(Data)
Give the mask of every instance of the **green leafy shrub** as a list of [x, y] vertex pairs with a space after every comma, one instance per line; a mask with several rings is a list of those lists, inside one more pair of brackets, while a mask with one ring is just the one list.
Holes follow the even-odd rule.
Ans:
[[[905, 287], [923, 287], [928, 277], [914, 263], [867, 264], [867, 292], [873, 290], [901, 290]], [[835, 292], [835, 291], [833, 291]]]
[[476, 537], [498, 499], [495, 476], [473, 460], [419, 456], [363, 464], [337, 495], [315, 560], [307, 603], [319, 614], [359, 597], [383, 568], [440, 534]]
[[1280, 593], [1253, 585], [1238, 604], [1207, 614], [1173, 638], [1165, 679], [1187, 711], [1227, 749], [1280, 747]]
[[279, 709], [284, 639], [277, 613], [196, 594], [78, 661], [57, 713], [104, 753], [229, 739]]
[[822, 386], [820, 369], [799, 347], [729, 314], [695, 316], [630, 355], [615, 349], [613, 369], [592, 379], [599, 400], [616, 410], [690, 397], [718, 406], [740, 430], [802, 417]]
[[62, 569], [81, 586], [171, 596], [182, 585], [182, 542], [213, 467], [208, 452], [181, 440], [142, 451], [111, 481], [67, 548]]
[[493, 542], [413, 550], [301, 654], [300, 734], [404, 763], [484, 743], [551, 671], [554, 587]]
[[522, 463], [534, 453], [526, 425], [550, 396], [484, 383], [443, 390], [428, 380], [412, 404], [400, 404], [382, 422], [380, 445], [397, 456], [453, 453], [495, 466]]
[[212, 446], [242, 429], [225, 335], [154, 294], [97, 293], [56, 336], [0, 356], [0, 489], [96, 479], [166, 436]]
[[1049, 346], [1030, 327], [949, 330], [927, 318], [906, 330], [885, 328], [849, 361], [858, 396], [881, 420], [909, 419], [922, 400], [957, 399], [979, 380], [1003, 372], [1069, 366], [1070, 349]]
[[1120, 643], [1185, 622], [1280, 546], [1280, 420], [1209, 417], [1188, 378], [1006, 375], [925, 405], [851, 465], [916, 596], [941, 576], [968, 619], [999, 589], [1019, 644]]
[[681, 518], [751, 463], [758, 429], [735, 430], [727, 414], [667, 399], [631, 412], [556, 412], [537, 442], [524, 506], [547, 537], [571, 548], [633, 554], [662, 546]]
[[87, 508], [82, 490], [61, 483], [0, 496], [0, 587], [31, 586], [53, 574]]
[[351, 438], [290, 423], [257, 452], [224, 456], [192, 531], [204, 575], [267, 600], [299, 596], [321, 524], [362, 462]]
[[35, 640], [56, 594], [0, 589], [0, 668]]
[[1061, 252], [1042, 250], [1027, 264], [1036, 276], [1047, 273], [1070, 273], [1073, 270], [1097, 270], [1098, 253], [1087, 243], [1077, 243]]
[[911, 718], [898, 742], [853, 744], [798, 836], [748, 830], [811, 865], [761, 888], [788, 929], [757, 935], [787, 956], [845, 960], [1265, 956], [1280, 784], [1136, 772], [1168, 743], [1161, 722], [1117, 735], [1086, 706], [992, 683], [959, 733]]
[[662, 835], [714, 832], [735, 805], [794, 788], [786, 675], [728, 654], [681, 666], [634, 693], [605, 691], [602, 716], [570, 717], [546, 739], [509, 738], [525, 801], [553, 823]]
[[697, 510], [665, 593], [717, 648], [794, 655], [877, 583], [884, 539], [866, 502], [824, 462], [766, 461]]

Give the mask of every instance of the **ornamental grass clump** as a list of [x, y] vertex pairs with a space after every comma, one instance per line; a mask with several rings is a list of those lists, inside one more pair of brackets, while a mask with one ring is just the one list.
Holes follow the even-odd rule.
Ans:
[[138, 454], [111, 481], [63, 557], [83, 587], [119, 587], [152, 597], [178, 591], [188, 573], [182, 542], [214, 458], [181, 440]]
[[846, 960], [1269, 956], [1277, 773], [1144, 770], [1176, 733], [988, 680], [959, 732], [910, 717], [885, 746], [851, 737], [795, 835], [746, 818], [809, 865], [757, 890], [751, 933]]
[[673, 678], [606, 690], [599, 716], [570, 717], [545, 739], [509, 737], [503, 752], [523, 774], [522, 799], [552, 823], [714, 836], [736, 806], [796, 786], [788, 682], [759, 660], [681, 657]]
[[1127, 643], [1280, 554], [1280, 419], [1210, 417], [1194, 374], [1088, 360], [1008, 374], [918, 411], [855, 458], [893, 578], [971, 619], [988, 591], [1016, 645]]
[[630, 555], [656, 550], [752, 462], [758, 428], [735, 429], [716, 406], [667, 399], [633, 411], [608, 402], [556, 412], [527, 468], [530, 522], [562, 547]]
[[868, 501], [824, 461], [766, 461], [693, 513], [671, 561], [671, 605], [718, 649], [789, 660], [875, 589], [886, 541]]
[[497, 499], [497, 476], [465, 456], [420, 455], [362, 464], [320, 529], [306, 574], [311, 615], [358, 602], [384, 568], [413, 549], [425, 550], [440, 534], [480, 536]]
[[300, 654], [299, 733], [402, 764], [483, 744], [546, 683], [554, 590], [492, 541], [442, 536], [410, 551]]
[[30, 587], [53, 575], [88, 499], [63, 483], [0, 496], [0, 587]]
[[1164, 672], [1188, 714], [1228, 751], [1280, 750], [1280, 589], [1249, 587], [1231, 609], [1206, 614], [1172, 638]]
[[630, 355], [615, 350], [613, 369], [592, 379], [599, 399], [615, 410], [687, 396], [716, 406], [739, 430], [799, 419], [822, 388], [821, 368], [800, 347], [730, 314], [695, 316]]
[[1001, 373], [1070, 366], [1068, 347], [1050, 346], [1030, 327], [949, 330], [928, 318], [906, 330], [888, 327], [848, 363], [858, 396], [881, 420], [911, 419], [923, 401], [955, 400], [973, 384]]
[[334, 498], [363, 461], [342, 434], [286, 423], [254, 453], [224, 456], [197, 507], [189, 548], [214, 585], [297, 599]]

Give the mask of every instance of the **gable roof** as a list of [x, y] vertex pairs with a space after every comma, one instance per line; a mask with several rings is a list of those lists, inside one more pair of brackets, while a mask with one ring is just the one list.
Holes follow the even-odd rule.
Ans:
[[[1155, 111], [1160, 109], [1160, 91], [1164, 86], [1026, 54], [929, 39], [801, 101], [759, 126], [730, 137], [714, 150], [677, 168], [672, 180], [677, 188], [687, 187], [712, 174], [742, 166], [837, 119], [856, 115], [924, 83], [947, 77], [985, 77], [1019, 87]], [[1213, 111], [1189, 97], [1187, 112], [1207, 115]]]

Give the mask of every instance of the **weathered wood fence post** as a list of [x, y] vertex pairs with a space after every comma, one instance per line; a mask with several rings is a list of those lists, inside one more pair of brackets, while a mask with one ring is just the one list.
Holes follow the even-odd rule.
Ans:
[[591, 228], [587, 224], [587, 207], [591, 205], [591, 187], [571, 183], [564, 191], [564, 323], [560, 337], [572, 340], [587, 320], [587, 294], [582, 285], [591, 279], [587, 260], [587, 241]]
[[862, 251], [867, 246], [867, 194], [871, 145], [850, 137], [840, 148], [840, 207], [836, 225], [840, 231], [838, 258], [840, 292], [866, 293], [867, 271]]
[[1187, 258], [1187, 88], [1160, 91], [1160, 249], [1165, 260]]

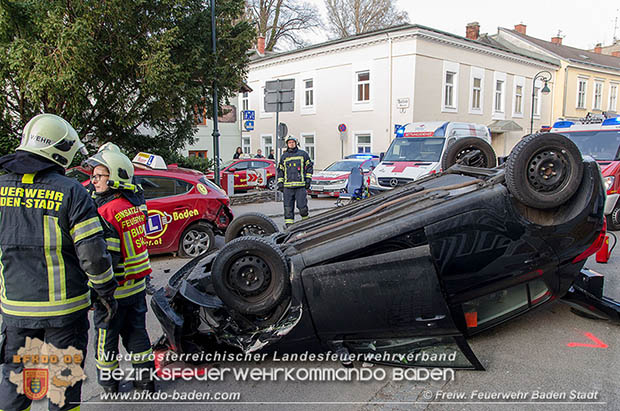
(End Data)
The answer must be the full listing above, copied exactly, with no pictures in it.

Give the mask of every instance of the **green leafy shrub** as a list of [x, y] vertex pairs with a space after every comma, one instance per line; a mask with several rings is a list of those lists, inside one more pair of brackets, while a mask with one ring is just the one list.
Holes follow the even-odd rule.
Ans:
[[[905, 287], [923, 287], [928, 277], [914, 263], [867, 264], [867, 292], [873, 290], [901, 290]], [[835, 292], [835, 291], [833, 291]]]
[[476, 537], [498, 499], [495, 476], [473, 460], [419, 456], [363, 464], [337, 495], [315, 560], [307, 603], [319, 614], [359, 597], [383, 568], [440, 534]]
[[1280, 593], [1253, 585], [1238, 604], [1207, 614], [1173, 638], [1165, 679], [1187, 711], [1227, 749], [1280, 747]]
[[279, 709], [284, 639], [277, 613], [196, 594], [78, 661], [57, 713], [104, 753], [229, 739]]
[[822, 386], [820, 369], [799, 347], [729, 314], [695, 316], [630, 355], [615, 349], [613, 369], [592, 379], [599, 400], [616, 410], [690, 397], [718, 406], [740, 430], [802, 417]]
[[62, 569], [81, 586], [171, 596], [182, 585], [182, 542], [213, 467], [208, 452], [181, 440], [142, 451], [111, 481], [67, 548]]
[[493, 542], [413, 550], [301, 654], [300, 734], [404, 763], [484, 743], [551, 671], [554, 587]]
[[522, 463], [534, 453], [526, 425], [550, 396], [484, 383], [443, 390], [428, 380], [412, 404], [400, 404], [382, 422], [380, 445], [397, 456], [453, 453], [495, 466]]
[[212, 446], [242, 429], [225, 335], [154, 294], [97, 293], [56, 336], [0, 356], [0, 489], [96, 479], [166, 436]]
[[1049, 346], [1030, 327], [949, 330], [927, 318], [906, 330], [885, 328], [849, 361], [858, 396], [881, 420], [909, 419], [922, 400], [957, 399], [979, 380], [1003, 372], [1069, 366], [1070, 349]]
[[1120, 643], [1185, 622], [1280, 546], [1280, 420], [1209, 417], [1188, 378], [1006, 375], [925, 405], [851, 465], [916, 596], [941, 576], [968, 619], [999, 589], [1019, 644]]
[[681, 518], [751, 463], [758, 429], [735, 430], [727, 414], [667, 399], [631, 412], [556, 412], [537, 442], [524, 506], [547, 537], [571, 548], [633, 554], [662, 546]]
[[87, 508], [82, 490], [61, 483], [0, 496], [0, 587], [31, 586], [53, 574]]
[[351, 438], [290, 423], [257, 452], [224, 456], [192, 531], [204, 575], [267, 600], [299, 596], [321, 524], [362, 462]]
[[35, 640], [56, 594], [0, 589], [0, 668]]
[[1061, 252], [1042, 250], [1027, 264], [1036, 276], [1047, 273], [1070, 273], [1073, 270], [1097, 270], [1098, 253], [1087, 243], [1077, 243]]
[[911, 718], [898, 742], [853, 744], [798, 836], [748, 830], [811, 865], [761, 888], [788, 929], [757, 935], [787, 956], [845, 960], [1265, 956], [1280, 784], [1136, 772], [1168, 743], [1161, 722], [1117, 735], [1086, 706], [992, 683], [959, 733]]
[[662, 835], [714, 832], [735, 805], [794, 788], [786, 675], [728, 654], [681, 666], [634, 693], [605, 691], [602, 716], [570, 717], [546, 739], [509, 738], [525, 801], [553, 823]]
[[697, 510], [665, 593], [717, 648], [794, 655], [877, 583], [884, 539], [866, 502], [824, 462], [766, 461]]

Give the mask of every instance of the **ornamental grass clump** as a list of [x, y] vertex pairs with a space after every comma, one instance per line; a mask with several rings is a list of those lists, inside one more pair of brackets, while a mask with one ring is just the one list.
Holes follow the even-odd rule.
Ans:
[[138, 454], [111, 481], [63, 557], [83, 587], [119, 587], [152, 597], [178, 591], [188, 573], [182, 542], [214, 458], [181, 440]]
[[846, 960], [1269, 956], [1277, 773], [1144, 770], [1176, 733], [988, 680], [959, 732], [910, 717], [885, 746], [851, 737], [795, 835], [746, 818], [809, 865], [757, 890], [751, 933]]
[[673, 678], [606, 690], [599, 716], [570, 717], [545, 739], [509, 737], [503, 752], [523, 774], [522, 799], [552, 823], [714, 836], [736, 806], [796, 786], [788, 682], [759, 660], [681, 657]]
[[1127, 643], [1280, 554], [1280, 419], [1210, 417], [1194, 374], [1088, 360], [1008, 374], [918, 411], [855, 458], [893, 578], [971, 619], [988, 591], [1016, 645]]
[[630, 555], [656, 550], [752, 462], [758, 428], [735, 429], [716, 406], [667, 399], [633, 411], [608, 402], [556, 412], [527, 468], [530, 522], [562, 547]]
[[868, 501], [824, 461], [766, 461], [693, 513], [671, 561], [671, 605], [718, 649], [789, 660], [875, 589], [886, 541]]
[[497, 499], [497, 476], [465, 456], [420, 455], [362, 464], [320, 529], [306, 574], [311, 615], [358, 602], [384, 568], [413, 549], [425, 550], [440, 534], [480, 536]]
[[300, 654], [299, 733], [402, 764], [483, 744], [546, 683], [554, 590], [492, 541], [442, 536], [410, 551]]
[[30, 587], [53, 575], [88, 499], [63, 483], [0, 496], [0, 587]]
[[1164, 672], [1188, 714], [1228, 751], [1280, 750], [1280, 589], [1249, 587], [1231, 609], [1206, 614], [1172, 638]]
[[630, 355], [615, 350], [613, 369], [592, 379], [599, 399], [615, 410], [687, 396], [716, 406], [739, 430], [799, 419], [822, 388], [821, 368], [800, 347], [730, 314], [695, 316]]
[[1001, 373], [1070, 366], [1068, 347], [1050, 346], [1030, 327], [949, 330], [928, 318], [906, 330], [888, 327], [848, 363], [858, 396], [881, 420], [911, 419], [923, 401], [955, 400], [973, 384]]
[[334, 498], [363, 461], [342, 434], [286, 423], [254, 453], [224, 456], [197, 507], [189, 548], [214, 585], [297, 599]]

Give the mask of every instance of the **gable roof** as a list of [x, y] vertex pairs with a space after every comma, one instance per line; a mask with several rings is a list of those lists, inside one more pair of brackets, while a mask with one ring is just the one list.
Holes follow the even-odd rule.
Ans:
[[[1155, 111], [1160, 109], [1160, 91], [1164, 86], [1026, 54], [929, 39], [801, 101], [759, 126], [730, 137], [714, 150], [677, 168], [672, 180], [677, 188], [687, 187], [712, 174], [742, 166], [837, 119], [856, 115], [924, 83], [947, 77], [985, 77], [1019, 87]], [[1213, 111], [1189, 97], [1187, 112], [1207, 115]]]

Give the mask of every instance of the **weathered wood fence post** as a list of [x, y] vertex pairs with a space after every comma, one instance per line; a mask with several rings is a list of those lists, inside one more pair of brackets, while a mask with one ring is just the one list.
Holes follow the even-odd rule.
Ans:
[[591, 228], [587, 224], [587, 207], [591, 205], [591, 187], [571, 183], [564, 191], [564, 323], [560, 337], [572, 340], [587, 320], [587, 294], [582, 285], [591, 279], [587, 260], [587, 241]]
[[862, 251], [867, 246], [867, 194], [871, 145], [850, 137], [840, 148], [840, 207], [836, 225], [840, 231], [838, 258], [840, 292], [866, 293], [867, 271]]
[[1187, 258], [1187, 88], [1160, 91], [1160, 249], [1165, 260]]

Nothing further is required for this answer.